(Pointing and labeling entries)

========================

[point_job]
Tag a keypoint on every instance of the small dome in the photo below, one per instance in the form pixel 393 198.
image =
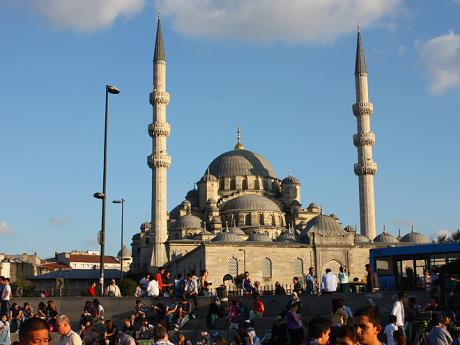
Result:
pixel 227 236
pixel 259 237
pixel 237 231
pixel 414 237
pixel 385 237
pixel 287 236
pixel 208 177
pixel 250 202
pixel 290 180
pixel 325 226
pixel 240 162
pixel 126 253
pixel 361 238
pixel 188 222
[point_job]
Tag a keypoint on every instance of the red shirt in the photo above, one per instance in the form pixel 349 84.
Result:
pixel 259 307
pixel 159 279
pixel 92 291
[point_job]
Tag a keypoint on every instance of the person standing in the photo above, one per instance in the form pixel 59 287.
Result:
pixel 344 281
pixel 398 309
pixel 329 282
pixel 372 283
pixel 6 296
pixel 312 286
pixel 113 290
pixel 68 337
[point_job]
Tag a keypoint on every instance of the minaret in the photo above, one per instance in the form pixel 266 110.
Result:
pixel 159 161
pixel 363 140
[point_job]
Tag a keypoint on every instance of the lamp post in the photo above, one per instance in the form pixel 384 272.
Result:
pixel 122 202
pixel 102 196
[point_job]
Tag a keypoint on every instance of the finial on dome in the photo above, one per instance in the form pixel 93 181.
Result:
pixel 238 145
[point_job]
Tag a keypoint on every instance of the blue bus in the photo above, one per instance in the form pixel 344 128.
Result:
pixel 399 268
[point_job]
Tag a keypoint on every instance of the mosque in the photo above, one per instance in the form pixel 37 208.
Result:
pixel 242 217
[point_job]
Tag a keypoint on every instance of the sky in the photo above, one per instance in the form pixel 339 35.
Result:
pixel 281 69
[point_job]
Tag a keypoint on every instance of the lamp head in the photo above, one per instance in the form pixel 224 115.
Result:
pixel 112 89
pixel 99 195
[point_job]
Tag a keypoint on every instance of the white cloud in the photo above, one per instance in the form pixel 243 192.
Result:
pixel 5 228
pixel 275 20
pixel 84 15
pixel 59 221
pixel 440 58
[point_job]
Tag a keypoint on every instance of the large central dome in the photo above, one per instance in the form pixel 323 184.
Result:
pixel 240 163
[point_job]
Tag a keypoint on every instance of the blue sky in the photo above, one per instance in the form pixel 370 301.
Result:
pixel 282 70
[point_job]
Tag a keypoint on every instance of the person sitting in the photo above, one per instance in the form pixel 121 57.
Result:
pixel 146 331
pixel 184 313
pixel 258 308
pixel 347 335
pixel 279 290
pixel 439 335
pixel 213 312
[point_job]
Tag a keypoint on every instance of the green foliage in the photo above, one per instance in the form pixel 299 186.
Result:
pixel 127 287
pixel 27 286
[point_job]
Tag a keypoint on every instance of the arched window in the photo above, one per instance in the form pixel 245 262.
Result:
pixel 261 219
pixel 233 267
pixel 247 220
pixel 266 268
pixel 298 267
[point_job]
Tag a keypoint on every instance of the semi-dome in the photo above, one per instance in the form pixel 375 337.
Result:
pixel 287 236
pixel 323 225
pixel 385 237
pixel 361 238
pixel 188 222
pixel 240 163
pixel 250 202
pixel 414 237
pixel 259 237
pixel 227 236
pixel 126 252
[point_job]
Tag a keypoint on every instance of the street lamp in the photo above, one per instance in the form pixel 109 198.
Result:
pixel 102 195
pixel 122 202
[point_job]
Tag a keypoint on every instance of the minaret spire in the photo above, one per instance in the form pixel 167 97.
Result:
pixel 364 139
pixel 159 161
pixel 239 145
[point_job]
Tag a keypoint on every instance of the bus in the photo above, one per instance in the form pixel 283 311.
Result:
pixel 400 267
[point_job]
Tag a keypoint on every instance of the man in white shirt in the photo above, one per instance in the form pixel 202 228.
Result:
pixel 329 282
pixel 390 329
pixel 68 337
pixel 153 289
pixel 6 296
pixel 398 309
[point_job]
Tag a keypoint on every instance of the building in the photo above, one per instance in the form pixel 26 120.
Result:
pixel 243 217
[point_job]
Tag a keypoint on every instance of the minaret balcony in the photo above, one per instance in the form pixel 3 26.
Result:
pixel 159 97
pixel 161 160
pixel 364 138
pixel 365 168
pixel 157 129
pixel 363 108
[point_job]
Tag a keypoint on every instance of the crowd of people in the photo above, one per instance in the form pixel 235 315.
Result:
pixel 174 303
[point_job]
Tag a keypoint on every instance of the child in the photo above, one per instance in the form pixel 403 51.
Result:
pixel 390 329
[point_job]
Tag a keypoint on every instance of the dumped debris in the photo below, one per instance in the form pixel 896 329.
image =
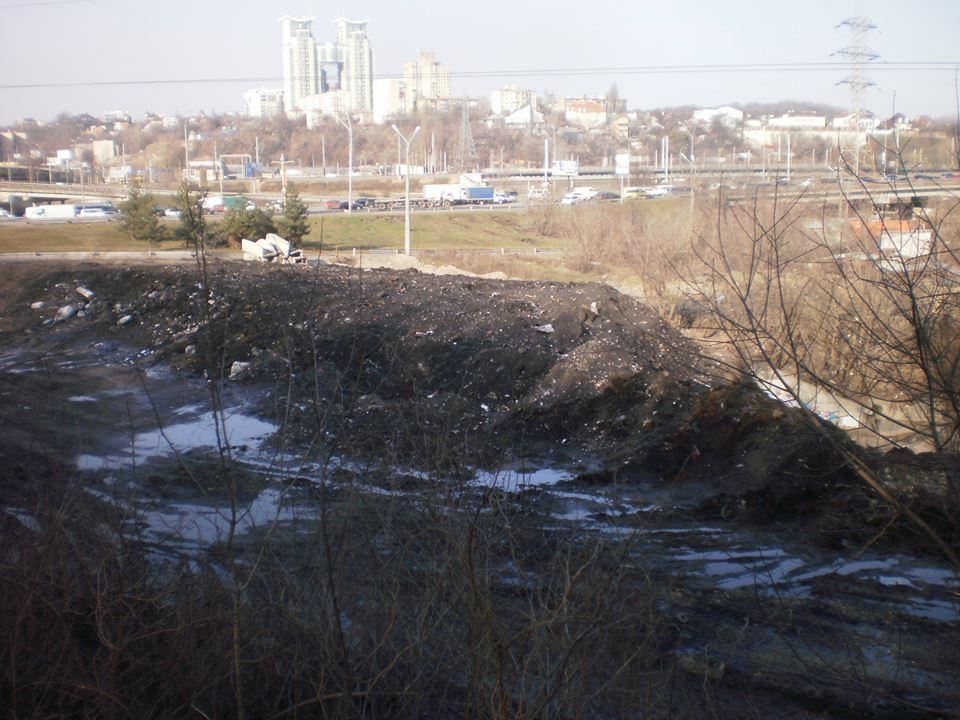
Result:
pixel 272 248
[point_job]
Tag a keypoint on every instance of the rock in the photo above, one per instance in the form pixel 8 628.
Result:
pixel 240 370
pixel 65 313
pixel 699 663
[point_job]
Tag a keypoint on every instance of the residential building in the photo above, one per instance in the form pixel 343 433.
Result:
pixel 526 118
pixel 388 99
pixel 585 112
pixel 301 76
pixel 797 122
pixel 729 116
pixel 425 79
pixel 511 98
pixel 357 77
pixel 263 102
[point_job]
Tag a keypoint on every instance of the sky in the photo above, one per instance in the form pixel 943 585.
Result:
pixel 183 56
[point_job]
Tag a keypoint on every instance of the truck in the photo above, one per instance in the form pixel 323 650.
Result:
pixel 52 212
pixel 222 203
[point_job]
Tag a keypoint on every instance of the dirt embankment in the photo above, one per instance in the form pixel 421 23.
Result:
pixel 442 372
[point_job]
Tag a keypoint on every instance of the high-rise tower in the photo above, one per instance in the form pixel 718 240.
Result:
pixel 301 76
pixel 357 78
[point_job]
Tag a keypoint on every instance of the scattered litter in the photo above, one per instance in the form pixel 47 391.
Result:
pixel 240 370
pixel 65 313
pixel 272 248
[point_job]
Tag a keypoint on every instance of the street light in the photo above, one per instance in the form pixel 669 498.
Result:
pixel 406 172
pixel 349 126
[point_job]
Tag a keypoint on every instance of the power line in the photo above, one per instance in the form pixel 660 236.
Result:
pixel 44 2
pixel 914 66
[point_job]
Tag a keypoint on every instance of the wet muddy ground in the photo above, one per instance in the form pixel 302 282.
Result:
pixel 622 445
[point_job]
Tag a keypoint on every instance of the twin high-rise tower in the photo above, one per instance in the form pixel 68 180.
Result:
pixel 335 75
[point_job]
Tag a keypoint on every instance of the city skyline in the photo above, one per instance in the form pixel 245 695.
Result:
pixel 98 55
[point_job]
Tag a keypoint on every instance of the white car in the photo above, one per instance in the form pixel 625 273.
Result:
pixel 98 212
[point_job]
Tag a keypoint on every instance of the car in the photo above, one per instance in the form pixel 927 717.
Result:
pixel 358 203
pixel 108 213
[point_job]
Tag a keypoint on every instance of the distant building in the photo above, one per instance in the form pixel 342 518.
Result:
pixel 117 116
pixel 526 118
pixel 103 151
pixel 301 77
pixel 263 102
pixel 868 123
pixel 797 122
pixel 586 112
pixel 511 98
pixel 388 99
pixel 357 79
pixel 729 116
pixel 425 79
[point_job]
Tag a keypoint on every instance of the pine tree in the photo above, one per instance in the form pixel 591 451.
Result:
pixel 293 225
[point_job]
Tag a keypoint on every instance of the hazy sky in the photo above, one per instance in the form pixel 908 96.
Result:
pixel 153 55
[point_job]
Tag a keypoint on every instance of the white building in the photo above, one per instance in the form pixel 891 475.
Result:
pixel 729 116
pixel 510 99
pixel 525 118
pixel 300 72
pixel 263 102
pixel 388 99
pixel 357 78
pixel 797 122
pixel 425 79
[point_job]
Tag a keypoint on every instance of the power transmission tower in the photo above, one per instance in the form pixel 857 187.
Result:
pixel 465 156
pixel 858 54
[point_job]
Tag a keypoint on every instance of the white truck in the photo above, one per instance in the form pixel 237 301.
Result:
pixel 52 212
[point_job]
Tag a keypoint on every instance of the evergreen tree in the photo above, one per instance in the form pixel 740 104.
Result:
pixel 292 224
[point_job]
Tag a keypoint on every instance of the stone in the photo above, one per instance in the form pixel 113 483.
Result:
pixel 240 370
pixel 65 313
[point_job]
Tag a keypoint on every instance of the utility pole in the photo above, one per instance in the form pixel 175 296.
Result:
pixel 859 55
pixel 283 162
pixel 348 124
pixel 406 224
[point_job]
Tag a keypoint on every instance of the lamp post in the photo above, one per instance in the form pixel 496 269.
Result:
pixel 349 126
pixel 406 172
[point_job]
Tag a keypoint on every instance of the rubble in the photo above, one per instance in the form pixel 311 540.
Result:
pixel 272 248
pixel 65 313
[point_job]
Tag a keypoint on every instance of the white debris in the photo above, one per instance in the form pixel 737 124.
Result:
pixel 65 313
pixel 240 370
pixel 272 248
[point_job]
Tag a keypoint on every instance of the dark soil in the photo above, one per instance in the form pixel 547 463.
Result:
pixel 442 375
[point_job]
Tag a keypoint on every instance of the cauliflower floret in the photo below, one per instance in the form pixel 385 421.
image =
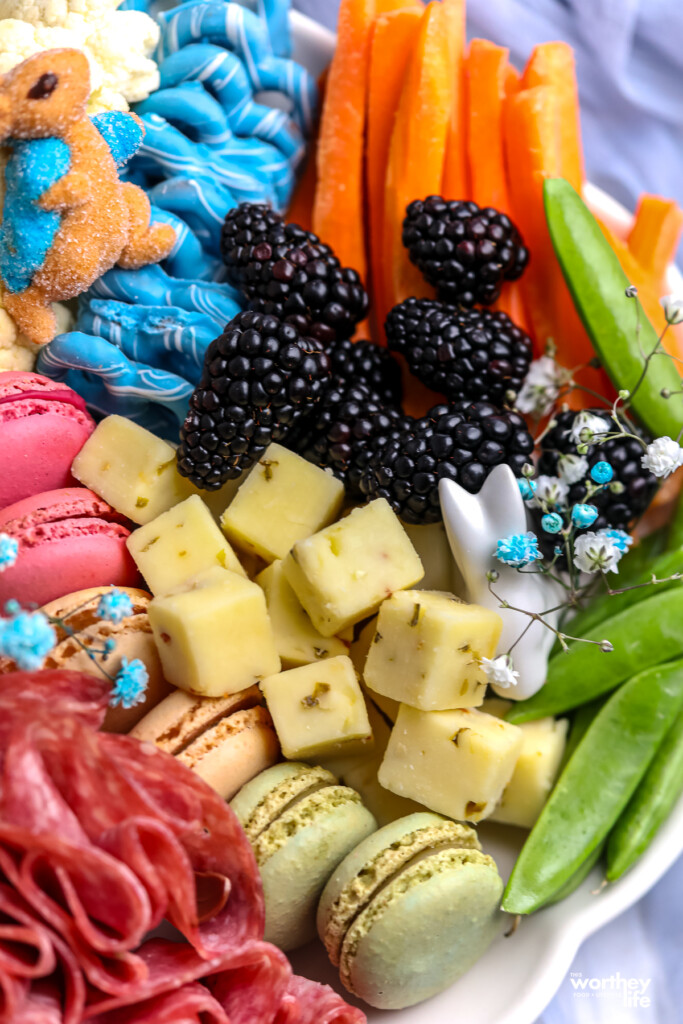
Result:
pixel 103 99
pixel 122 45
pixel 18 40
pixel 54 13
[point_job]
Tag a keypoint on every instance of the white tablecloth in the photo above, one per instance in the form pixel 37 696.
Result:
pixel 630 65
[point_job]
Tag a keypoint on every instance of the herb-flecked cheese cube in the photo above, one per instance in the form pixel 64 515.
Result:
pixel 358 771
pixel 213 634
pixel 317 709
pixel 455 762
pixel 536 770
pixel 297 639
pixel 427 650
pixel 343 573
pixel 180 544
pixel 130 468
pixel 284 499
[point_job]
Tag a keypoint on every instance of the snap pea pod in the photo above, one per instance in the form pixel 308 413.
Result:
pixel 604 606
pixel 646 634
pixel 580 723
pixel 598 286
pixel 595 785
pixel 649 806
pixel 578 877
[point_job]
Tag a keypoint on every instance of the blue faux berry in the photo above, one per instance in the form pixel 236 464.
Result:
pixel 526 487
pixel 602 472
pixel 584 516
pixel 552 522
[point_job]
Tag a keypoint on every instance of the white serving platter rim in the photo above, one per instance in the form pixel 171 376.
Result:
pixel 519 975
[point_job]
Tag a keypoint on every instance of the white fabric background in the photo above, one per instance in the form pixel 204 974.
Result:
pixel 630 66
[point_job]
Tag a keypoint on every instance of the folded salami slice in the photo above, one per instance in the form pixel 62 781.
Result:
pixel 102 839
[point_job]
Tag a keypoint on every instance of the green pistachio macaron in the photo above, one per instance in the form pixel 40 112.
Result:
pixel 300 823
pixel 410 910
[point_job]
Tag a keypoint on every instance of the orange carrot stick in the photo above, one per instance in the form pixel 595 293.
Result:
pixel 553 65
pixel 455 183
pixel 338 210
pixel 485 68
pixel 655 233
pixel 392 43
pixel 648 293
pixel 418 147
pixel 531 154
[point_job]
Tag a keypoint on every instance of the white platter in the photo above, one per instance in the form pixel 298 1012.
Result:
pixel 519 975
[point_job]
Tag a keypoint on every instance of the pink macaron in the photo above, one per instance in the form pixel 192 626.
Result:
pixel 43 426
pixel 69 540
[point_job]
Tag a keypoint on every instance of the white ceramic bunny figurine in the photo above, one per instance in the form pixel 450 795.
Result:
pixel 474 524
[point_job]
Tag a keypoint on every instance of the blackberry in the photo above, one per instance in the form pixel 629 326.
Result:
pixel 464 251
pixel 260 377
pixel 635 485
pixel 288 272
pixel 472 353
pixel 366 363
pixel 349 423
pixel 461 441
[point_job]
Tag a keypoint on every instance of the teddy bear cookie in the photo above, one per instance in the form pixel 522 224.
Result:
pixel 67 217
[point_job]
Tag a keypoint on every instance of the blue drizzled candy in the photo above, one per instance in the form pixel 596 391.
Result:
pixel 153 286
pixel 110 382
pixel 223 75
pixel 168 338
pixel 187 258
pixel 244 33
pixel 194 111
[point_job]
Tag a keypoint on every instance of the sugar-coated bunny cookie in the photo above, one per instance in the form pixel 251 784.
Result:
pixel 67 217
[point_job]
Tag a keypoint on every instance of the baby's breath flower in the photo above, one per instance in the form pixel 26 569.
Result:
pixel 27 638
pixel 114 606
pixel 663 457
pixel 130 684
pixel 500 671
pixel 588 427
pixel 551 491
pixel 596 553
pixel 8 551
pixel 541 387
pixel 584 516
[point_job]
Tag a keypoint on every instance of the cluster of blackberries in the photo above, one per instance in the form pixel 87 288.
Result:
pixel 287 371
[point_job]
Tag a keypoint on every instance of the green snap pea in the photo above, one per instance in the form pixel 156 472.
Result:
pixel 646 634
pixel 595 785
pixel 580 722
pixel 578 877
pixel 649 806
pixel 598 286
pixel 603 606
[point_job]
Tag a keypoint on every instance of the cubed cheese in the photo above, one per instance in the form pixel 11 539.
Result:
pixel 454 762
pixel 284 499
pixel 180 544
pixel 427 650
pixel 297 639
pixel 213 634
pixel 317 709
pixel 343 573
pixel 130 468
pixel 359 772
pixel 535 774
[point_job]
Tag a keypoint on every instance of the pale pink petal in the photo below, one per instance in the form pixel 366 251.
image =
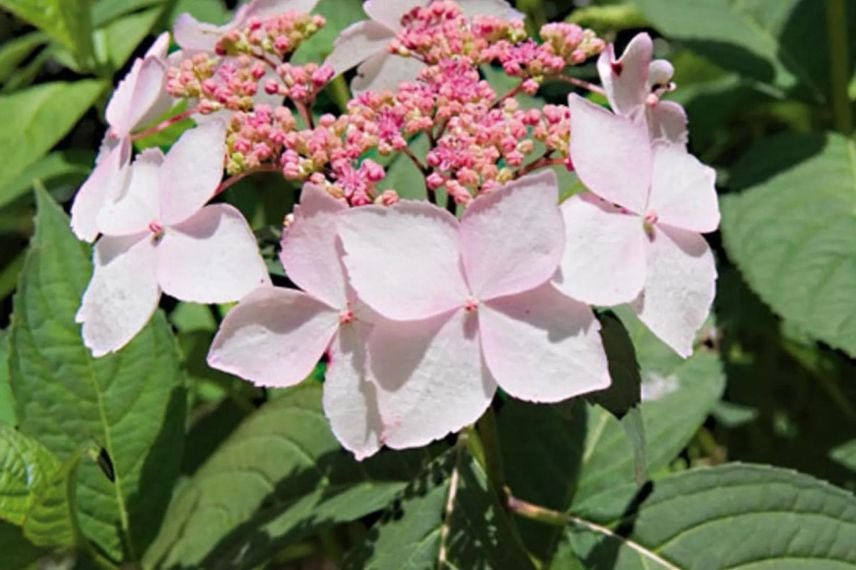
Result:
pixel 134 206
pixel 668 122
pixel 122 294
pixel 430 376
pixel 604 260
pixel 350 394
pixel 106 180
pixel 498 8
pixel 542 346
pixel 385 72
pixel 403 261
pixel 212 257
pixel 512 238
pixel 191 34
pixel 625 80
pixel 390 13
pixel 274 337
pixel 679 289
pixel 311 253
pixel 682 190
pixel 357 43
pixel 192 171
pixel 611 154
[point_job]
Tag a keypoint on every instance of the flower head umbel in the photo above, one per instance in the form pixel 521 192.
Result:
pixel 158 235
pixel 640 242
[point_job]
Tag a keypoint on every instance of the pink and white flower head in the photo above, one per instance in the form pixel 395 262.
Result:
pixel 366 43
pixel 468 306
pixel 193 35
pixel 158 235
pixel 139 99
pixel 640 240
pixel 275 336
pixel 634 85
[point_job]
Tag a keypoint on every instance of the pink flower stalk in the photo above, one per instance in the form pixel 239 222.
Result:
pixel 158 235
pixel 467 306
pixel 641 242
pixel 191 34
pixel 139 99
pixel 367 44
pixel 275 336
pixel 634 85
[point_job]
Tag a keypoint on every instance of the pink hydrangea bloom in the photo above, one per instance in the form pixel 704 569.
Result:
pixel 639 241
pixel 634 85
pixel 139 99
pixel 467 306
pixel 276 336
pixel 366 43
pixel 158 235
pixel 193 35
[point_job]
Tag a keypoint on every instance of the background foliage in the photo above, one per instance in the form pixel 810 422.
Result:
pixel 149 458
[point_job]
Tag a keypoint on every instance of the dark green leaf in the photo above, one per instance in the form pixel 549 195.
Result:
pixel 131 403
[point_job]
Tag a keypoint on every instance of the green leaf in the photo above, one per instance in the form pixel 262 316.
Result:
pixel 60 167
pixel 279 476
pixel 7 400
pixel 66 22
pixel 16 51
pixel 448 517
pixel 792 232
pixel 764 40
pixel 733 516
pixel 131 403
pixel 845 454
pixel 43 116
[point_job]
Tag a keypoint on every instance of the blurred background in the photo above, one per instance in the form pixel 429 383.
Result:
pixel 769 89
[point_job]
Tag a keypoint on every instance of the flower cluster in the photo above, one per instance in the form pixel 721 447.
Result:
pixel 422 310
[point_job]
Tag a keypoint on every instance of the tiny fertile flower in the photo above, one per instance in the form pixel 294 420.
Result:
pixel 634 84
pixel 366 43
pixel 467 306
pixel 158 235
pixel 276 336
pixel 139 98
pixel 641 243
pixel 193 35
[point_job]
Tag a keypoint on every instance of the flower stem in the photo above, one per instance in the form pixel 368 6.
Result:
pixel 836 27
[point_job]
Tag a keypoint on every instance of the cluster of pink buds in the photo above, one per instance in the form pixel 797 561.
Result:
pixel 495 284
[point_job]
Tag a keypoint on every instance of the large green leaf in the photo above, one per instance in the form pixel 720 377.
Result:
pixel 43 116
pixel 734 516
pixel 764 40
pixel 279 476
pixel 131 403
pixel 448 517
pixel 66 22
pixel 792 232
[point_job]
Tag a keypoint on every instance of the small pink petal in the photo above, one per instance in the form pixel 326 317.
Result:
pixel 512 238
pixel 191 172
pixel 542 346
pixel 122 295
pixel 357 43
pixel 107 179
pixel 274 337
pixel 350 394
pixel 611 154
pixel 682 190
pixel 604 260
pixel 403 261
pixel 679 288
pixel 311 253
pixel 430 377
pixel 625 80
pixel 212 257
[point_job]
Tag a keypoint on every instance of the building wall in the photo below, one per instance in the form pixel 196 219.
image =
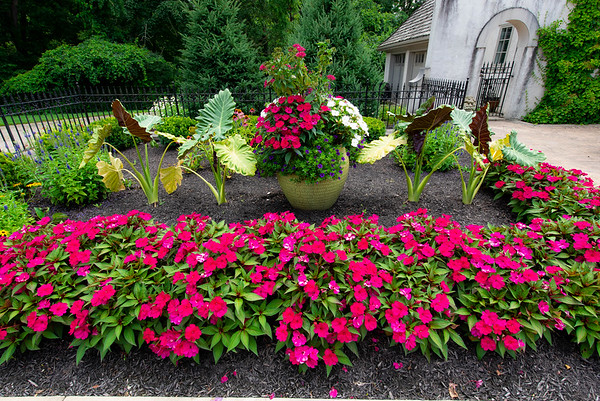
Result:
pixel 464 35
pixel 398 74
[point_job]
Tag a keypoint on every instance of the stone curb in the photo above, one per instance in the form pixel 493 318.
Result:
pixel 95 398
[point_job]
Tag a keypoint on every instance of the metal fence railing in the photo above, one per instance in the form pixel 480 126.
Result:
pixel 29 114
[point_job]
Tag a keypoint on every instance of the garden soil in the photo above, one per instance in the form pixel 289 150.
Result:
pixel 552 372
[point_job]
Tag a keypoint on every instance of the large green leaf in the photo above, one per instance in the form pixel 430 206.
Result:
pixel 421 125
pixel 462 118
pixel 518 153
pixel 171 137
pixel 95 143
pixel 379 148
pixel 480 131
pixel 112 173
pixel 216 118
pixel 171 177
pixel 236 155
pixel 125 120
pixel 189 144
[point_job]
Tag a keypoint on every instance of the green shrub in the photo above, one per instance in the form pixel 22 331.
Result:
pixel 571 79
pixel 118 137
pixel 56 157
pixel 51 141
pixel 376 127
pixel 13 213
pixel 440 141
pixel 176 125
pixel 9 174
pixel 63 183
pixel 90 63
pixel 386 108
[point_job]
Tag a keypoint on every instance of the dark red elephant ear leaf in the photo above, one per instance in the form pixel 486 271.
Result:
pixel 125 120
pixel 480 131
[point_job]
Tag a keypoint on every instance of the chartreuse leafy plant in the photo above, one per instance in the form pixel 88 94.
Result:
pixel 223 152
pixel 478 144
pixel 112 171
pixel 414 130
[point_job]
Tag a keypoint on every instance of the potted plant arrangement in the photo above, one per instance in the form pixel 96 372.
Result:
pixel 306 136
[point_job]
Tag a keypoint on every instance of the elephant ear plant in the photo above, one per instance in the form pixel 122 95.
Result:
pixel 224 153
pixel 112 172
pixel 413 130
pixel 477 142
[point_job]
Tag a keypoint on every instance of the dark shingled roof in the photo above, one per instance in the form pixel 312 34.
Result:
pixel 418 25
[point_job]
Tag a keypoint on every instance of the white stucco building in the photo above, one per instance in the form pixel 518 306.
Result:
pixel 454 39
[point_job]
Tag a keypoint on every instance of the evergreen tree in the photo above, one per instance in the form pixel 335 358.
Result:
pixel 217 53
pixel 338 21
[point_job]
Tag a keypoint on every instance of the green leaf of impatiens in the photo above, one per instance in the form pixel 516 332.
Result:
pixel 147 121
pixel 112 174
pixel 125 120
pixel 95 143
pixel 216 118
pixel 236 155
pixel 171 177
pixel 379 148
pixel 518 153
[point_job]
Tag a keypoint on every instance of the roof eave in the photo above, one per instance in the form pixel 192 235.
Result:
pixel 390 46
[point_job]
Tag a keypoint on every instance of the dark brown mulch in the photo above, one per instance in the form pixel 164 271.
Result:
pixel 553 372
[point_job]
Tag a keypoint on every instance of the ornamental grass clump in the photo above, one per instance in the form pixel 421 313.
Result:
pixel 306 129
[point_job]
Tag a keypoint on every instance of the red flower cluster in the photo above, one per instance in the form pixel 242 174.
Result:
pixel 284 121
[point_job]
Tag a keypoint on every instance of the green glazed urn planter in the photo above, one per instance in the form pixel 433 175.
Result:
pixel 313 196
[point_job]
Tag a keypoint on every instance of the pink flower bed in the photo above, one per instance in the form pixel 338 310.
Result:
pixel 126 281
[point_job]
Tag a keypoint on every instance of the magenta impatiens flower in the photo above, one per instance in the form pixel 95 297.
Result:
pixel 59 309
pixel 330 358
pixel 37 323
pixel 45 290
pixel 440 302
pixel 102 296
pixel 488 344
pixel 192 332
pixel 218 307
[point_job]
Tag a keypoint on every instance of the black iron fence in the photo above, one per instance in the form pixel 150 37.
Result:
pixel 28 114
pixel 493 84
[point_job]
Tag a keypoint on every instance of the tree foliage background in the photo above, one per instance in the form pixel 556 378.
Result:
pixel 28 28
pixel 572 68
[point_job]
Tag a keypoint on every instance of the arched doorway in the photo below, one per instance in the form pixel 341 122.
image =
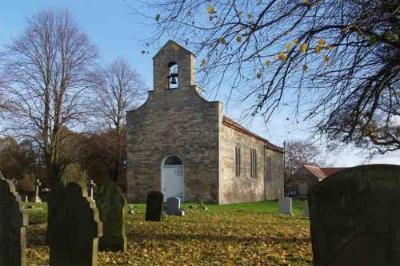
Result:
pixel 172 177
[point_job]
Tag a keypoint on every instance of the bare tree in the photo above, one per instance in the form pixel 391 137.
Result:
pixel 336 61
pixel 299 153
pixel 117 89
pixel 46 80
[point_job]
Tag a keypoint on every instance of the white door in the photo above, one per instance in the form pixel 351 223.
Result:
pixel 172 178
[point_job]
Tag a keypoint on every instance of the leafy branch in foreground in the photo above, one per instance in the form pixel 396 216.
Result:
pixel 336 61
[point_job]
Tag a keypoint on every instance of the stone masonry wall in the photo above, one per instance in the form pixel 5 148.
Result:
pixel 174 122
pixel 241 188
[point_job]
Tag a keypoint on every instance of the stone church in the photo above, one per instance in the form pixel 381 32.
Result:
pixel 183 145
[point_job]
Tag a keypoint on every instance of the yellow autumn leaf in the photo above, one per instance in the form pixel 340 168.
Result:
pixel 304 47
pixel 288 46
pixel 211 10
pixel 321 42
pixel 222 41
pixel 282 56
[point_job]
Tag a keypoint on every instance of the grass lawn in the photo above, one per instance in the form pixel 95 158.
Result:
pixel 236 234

========================

- **Aim of the exercise**
Select every line of the items above that contains the word "elephant" and copy each one out.

- **Reply**
Tag a keypoint on every instance of the dark red elephant ear leaf in the photo above, one per instance in the form pixel 486 271.
Tag a keypoint on every instance of the elephant ear plant in the photo above, one per instance in the form pixel 122 95.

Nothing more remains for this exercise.